> Given text:
*** Begin section ***

Monday, March 24, 2008


Merit is a moral consideration related to justice. It concerns our response to excellence of various kinds, how some people deserve reward, gratitude, and praise for achievements and accomplishments they have made that others have not.

As with need and culpability, merit concerns equitable treatment, rather than equal treatment. That is, we give extra attention to those who have done more or given up more.

There are several ways in which we consider merit. We'll look at them briefly:


In assessing merit, we often look at how much people have contributed. For instance, those who have worked harder, or who have made a greater (positive) difference in the lives of others are considered to have greater merit.

How exactly we measure this is controversial. There's an instinctive inclination to use the "sweat of the brow" test: just see how hard a person has worked, how much effort they've put into a project. But hard work doesn't necessarily mean productive work. There is such a thing as "busy work" that takes a lot of energy and occupies a person's attention, but that does not really result in much of a gain for anyone.

Better, then, to look at the actual benefits that result: Were lives saved that would otherwise have been lost? Were lives improved in a way that otherwise wouldn't have happened? Were people protected from need or harm?

These are the things that we look at when we evaluate people's contributions. And, naturally, the greater the contribution, the greater the merit. All else being else being equal, philanthropists who contribute millions are credited with greater merit than those who give only a few dollars.

*** End section ***

> Information supplied:
*** Begin section ***

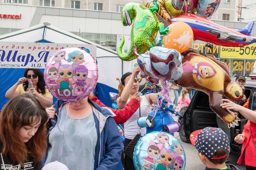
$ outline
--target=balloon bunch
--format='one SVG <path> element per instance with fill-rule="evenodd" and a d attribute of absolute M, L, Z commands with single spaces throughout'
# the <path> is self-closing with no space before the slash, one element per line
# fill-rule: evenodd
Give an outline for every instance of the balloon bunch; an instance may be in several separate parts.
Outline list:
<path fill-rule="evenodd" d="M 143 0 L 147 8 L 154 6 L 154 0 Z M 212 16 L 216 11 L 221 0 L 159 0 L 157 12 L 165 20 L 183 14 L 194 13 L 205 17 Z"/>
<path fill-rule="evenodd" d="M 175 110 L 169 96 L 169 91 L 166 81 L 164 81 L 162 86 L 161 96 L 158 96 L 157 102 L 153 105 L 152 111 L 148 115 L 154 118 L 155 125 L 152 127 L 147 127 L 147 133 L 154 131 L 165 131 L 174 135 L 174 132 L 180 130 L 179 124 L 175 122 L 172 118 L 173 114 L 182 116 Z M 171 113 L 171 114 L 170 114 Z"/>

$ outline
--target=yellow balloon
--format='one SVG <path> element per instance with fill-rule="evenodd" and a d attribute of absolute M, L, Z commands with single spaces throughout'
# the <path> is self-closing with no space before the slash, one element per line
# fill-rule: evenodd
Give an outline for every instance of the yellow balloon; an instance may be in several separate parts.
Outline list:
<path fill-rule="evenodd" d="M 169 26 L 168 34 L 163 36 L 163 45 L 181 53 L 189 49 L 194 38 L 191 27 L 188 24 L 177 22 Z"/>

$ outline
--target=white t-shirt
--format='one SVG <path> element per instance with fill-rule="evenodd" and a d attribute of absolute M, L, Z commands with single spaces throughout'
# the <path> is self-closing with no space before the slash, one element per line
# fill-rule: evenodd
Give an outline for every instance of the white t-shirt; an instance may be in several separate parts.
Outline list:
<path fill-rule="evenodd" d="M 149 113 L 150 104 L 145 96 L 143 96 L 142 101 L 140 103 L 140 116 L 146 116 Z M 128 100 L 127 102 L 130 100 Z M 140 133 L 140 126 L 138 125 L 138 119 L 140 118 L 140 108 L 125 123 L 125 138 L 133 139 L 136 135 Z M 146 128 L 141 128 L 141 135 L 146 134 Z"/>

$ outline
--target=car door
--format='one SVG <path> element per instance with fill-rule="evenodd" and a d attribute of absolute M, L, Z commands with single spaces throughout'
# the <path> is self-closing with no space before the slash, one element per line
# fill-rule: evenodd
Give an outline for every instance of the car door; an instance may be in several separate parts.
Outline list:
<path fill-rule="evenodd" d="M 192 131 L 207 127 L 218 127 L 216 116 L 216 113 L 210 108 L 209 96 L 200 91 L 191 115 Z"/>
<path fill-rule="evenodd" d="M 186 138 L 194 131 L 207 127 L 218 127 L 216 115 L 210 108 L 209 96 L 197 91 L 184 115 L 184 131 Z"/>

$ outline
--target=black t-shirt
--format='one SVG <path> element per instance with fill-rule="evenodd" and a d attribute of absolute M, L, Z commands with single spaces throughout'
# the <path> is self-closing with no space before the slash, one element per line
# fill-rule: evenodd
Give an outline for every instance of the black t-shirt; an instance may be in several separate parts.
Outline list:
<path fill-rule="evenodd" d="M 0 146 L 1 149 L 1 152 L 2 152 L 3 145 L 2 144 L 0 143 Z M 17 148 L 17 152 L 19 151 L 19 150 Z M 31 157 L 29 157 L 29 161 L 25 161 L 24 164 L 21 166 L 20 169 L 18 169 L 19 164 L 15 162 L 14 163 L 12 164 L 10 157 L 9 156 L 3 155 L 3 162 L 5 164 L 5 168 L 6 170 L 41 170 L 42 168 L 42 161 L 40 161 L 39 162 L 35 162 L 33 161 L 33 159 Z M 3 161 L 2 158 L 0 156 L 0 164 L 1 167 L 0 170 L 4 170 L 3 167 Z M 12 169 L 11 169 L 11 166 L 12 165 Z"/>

*** End section ***

> Work instruction 1:
Answer from the text on merit:
(a) Merit concerns what kind of treatment rather than equal treatment?
(b) What test for measuring contribution does the text describe as an instinctive inclination?
(c) Who is credited with greater merit than those who give only a few dollars?
> Work instruction 2:
Render this sentence from the text on merit in Spanish: "But hard work doesn't necessarily mean productive work."

> Answer section 1:
(a) Equitable treatment.
(b) The "sweat of the brow" test.
(c) Philanthropists who contribute millions.

> Answer section 2:
Pero el trabajo duro no significa necesariamente trabajo productivo.